**BRIEF:**
Count the lines of the material below that contain the string "clicks", and reply with the number alone.

**THE DATA:**
.....

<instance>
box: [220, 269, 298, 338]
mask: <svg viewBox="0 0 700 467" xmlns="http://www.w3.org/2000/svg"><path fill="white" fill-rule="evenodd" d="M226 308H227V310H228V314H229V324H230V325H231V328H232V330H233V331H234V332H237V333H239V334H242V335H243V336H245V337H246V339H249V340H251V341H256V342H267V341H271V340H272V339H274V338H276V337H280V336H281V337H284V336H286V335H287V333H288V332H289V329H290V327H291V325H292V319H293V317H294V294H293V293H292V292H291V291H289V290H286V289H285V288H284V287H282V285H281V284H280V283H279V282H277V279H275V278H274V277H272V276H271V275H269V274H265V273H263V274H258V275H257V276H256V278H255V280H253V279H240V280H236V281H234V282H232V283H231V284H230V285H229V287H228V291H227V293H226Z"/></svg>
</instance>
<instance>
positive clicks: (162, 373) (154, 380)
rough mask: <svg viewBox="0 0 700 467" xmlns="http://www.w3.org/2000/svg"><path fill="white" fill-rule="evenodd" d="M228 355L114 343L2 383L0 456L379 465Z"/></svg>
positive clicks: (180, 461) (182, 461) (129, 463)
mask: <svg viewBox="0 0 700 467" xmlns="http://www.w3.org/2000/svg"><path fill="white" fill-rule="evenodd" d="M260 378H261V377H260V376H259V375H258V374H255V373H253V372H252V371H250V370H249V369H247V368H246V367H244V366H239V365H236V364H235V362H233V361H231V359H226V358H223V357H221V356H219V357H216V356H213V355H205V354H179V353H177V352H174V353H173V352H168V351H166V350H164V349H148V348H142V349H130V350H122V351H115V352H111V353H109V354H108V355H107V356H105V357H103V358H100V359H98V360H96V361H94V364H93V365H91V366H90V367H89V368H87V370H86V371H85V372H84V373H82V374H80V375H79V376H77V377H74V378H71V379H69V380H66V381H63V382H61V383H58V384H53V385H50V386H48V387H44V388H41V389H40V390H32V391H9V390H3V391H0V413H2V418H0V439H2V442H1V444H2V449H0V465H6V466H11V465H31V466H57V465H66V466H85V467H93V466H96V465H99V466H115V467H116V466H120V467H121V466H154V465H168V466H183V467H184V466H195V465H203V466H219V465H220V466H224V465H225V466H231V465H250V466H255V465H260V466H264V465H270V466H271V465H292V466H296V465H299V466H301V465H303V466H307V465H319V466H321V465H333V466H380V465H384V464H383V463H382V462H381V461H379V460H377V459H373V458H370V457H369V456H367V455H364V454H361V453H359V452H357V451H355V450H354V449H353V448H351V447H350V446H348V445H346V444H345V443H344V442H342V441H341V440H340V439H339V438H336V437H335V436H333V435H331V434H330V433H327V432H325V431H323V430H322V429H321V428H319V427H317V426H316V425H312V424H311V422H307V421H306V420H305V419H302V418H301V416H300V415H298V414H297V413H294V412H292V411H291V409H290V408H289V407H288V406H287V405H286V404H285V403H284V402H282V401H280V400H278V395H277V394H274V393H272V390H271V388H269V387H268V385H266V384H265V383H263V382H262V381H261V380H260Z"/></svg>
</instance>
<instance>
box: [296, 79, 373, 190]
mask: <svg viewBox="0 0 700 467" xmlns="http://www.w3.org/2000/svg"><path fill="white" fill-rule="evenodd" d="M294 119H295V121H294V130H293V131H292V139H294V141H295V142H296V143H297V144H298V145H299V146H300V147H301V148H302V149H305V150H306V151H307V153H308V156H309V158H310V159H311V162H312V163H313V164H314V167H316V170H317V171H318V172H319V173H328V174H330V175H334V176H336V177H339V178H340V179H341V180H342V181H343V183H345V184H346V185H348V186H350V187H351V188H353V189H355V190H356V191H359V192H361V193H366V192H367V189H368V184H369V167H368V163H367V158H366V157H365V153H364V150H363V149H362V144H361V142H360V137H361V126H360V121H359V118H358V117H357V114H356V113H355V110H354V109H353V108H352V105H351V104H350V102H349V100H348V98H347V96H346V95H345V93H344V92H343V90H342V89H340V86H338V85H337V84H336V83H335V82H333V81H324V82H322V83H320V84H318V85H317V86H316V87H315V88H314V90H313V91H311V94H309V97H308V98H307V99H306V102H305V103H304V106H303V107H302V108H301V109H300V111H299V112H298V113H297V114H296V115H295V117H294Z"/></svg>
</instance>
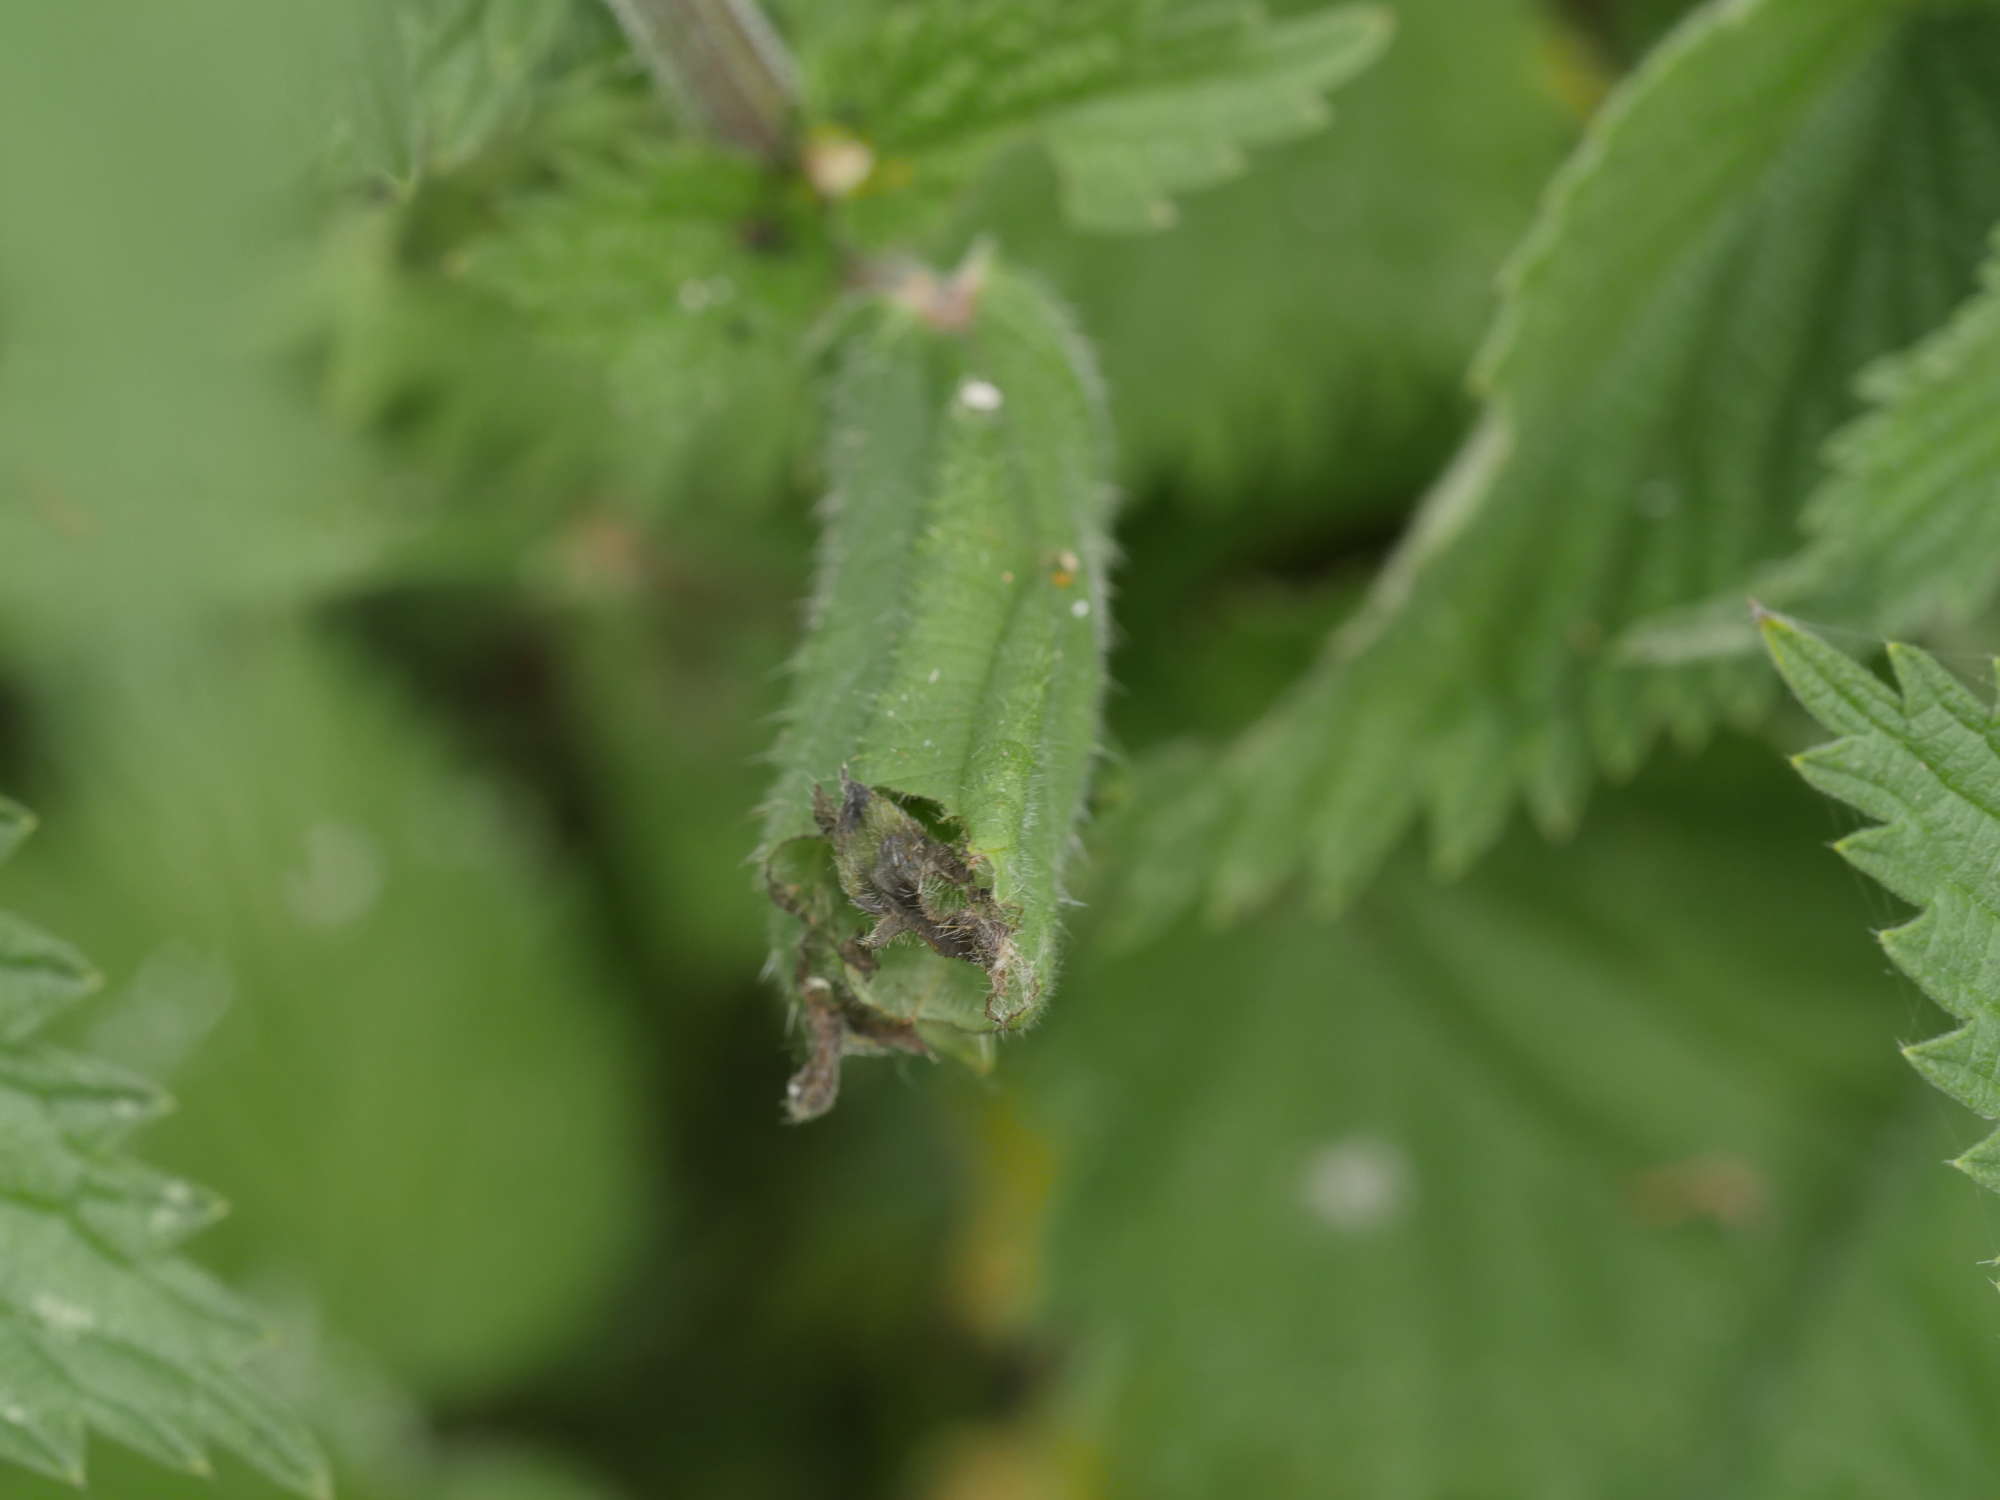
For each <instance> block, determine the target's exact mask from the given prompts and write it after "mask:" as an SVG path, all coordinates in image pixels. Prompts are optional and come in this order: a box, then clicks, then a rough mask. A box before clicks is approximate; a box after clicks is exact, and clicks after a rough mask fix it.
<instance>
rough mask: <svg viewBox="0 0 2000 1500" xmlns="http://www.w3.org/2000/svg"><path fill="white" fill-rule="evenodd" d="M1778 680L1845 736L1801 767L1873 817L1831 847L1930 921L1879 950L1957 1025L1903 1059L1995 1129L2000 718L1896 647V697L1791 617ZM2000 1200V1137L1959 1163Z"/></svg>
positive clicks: (1913, 922)
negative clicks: (1836, 850) (1873, 820)
mask: <svg viewBox="0 0 2000 1500" xmlns="http://www.w3.org/2000/svg"><path fill="white" fill-rule="evenodd" d="M1764 642H1766V646H1768V650H1770V654H1772V658H1774V660H1776V662H1778V670H1780V672H1782V674H1784V680H1786V682H1788V684H1790V686H1792V692H1794V694H1796V696H1798V702H1800V704H1804V706H1806V712H1810V714H1812V716H1814V718H1816V720H1818V722H1820V724H1822V726H1824V728H1828V730H1832V732H1834V734H1840V736H1842V738H1838V740H1834V742H1832V744H1826V746H1820V748H1818V750H1808V752H1806V754H1802V756H1798V758H1796V762H1794V764H1796V766H1798V770H1800V774H1802V776H1804V778H1806V780H1808V782H1812V784H1814V786H1816V788H1818V790H1822V792H1826V794H1828V796H1832V798H1838V800H1842V802H1846V804H1848V806H1852V808H1858V810H1860V812H1862V814H1866V816H1870V818H1876V820H1878V822H1876V826H1872V828H1864V830H1860V832H1858V834H1850V836H1848V838H1844V840H1840V842H1838V844H1836V846H1834V848H1838V850H1840V854H1842V858H1846V860H1848V864H1852V866H1856V868H1858V870H1862V872H1866V874H1870V876H1874V878H1876V880H1880V882H1882V884H1884V886H1888V888H1890V890H1892V892H1896V894H1898V896H1902V898H1904V900H1906V902H1910V904H1912V906H1918V908H1922V914H1920V916H1918V918H1916V920H1914V922H1908V924H1904V926H1900V928H1890V930H1888V932H1884V934H1882V948H1884V950H1886V952H1888V956H1890V958H1892V960H1896V966H1898V968H1900V970H1902V972H1904V974H1908V976H1910V978H1912V980H1916V982H1918V984H1920V986H1922V990H1924V994H1928V996H1930V998H1932V1000H1936V1002H1938V1004H1940V1006H1942V1008H1944V1010H1946V1012H1950V1014H1952V1016H1956V1018H1958V1020H1960V1022H1962V1026H1960V1028H1958V1030H1954V1032H1948V1034H1946V1036H1940V1038H1936V1040H1932V1042H1920V1044H1916V1046H1910V1048H1906V1050H1904V1056H1908V1058H1910V1062H1914V1064H1916V1068H1918V1072H1922V1074H1924V1076H1926V1078H1928V1080H1930V1082H1932V1084H1936V1086H1938V1088H1942V1090H1944V1092H1946V1094H1950V1096H1952V1098H1954V1100H1958V1102H1960V1104H1964V1106H1966V1108H1970V1110H1974V1112H1976V1114H1980V1116H1984V1118H1986V1120H2000V718H1996V716H1994V710H1992V708H1988V706H1986V704H1982V702H1980V700H1978V698H1976V696H1974V694H1972V692H1968V690H1966V686H1964V684H1960V682H1958V678H1954V676H1952V674H1950V672H1946V670H1944V668H1942V666H1938V662H1936V660H1932V658H1930V656H1926V654H1924V652H1920V650H1916V648H1910V646H1894V644H1892V646H1890V648H1888V656H1890V666H1892V668H1894V672H1896V688H1894V690H1892V688H1890V686H1888V684H1886V682H1882V680H1880V678H1876V676H1874V674H1872V672H1868V670H1866V668H1864V666H1860V664H1858V662H1854V660H1850V658H1848V656H1846V654H1842V652H1838V650H1834V648H1832V646H1828V644H1826V642H1822V640H1818V638H1814V636H1812V634H1808V632H1806V630H1802V628H1798V626H1796V624H1794V622H1790V620H1786V618H1782V616H1768V618H1766V620H1764ZM1956 1166H1960V1168H1962V1170H1964V1172H1966V1174H1970V1176H1972V1178H1974V1180H1976V1182H1980V1184H1982V1186H1984V1188H1988V1190H1992V1192H2000V1132H1996V1134H1994V1136H1988V1138H1986V1140H1984V1142H1982V1144H1978V1146H1974V1148H1972V1150H1970V1152H1966V1154H1964V1156H1960V1158H1958V1162H1956Z"/></svg>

.....

**OUTPUT BELOW:**
5